-- Supplied material --
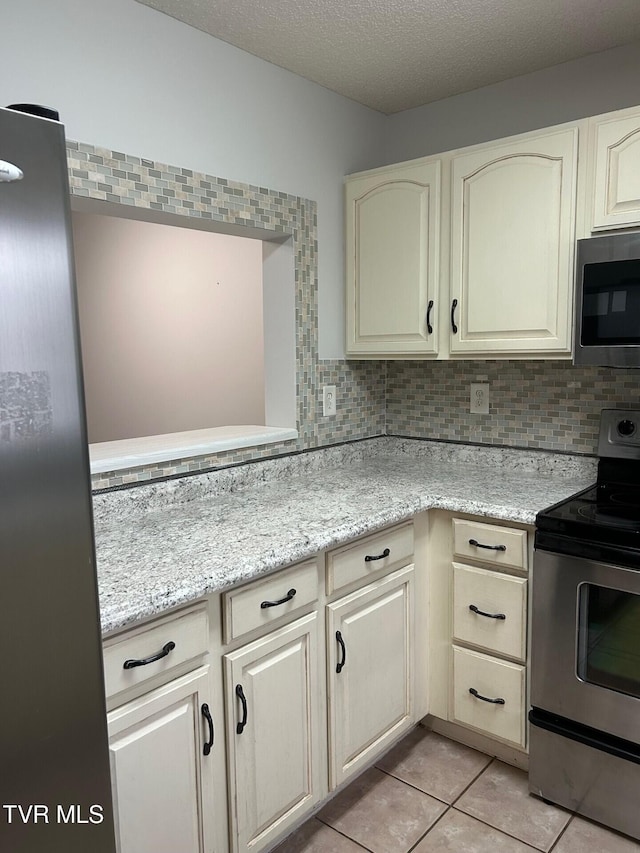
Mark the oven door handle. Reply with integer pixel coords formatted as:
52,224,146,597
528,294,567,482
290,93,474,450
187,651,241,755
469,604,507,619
--
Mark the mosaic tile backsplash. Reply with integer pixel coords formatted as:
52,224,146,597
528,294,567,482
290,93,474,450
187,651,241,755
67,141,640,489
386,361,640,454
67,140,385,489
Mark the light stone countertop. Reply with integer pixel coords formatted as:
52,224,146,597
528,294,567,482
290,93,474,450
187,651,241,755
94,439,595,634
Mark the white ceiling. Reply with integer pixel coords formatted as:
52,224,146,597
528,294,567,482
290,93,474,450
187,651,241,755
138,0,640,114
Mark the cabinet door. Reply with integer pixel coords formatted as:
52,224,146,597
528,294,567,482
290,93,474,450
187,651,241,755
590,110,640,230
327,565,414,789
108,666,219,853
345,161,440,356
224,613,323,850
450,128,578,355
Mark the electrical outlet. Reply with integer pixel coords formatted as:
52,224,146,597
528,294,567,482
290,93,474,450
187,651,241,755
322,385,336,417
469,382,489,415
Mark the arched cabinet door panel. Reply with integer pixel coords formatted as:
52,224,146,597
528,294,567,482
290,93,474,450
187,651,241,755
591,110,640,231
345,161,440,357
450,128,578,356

-- What the task requires --
Recast the stretch of entries above from the line containing "Mark the electrical" through the line containing "450,128,578,356" as a numbered list, omitting blank lines and including nothing outside that stretch.

-- Correct output --
1. Mark the electrical outlet. Reply with integer pixel coords formatted as:
2. 52,224,146,597
3. 528,294,567,482
4. 290,93,474,450
5. 187,651,241,755
6. 322,385,336,417
7. 469,382,489,415
8. Mark the arched cabinet door panel. Reply with integer pixel coords formatted as:
9. 52,224,146,597
10. 528,294,567,482
11. 290,93,474,450
12. 187,651,241,755
13. 591,110,640,231
14. 345,161,440,357
15. 450,128,578,356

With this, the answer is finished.